(Sebelum Deadline 14) Ketika Dia yang Selalu Datang Tiba-tiba



Anugerah yang indah merantau itu adalah rindu. Akan kampung halaman. Pada Emak dan Abah. Juga pada mereka, kakak dan adik.

Ketika kerinduan itu menyergap. Semua yang pernah dilakukan bersama mereka yang dirindukan bermain dalam kenangan. Itu bukan khayalan. Tapi kenyataan.

Rindu. Mungkin banyak puisi yang tercipta. Banyak syair yang ditulis. Kemudian menjadi pengobat sesaat. Rindu tetap terjaga sebelum bertemu. Lelap hanya sementara. Untuk menjinakkan hati. Agar bisa berdamai di jauhnya waktu.

Rindu. Datang tiba-tiba. Beranjak secara beringsut. Menyapa tiba-tiba. Lalu berusaha untuk memberi salam.
───
DAFTAR TUGAS |
1 – Menurut teks tentang rindu saat merantau, apa anugerah yang indah dari merantau?
2 – Salin bagian teks tentang rindu saat merantau dari "Rindu. Mungkin banyak" sampai "untuk memberi salam." tanpa mengubah apa pun.
3 – Teruskan teks tentang rindu saat merantau dari kalimat terakhirnya.

DATA YANG DIBERIKAN |
───
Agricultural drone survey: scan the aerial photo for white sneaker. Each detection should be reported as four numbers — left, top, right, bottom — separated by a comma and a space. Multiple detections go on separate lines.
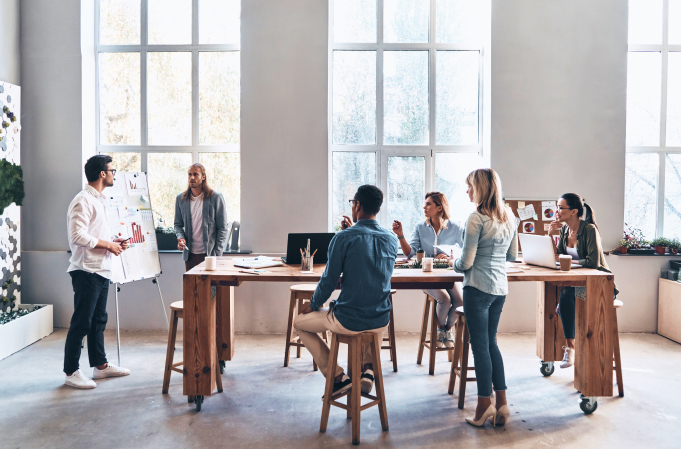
───
JAWABAN |
1 – Rindu.

2 –
Rindu. Mungkin banyak puisi yang tercipta. Banyak syair yang ditulis. Kemudian menjadi pengobat sesaat. Rindu tetap terjaga sebelum bertemu. Lelap hanya sementara. Untuk menjinakkan hati. Agar bisa berdamai di jauhnya waktu.

Rindu. Datang tiba-tiba. Beranjak secara beringsut. Menyapa tiba-tiba. Lalu berusaha untuk memberi salam.

3 –
Emak dan Abah. Pulang padamu adalah bermanja-manja diri. Meminta lebih. Ini dan itu. Tak ada lelah. Tak ada payah. Kau buka pintu lalu memelukku. Memintaku untuk duduk lebih lama. Agar kau puas memandangku. Sementara jarum jam di dinding tak mau menunggu. Sejenak pun tak bisa.

Emak dan Abah. Pulang padamu. Adalah meminta nasihat. Juga doa. Meski tak putus bibirmu menyebut namaku di setiap sujudmu. Bahkan pada setiap nafasmu.

Pintu dan jendela rumah kita masih sama. Kalian biarkan tetap semula. Agar mudah melihat wajahku yang dulu sering berlama di sana.

Ah, Emak dan Abah. Kalian begitu pandai memelihara rindu. Membingkainya. Agar ada pertemuan. (**)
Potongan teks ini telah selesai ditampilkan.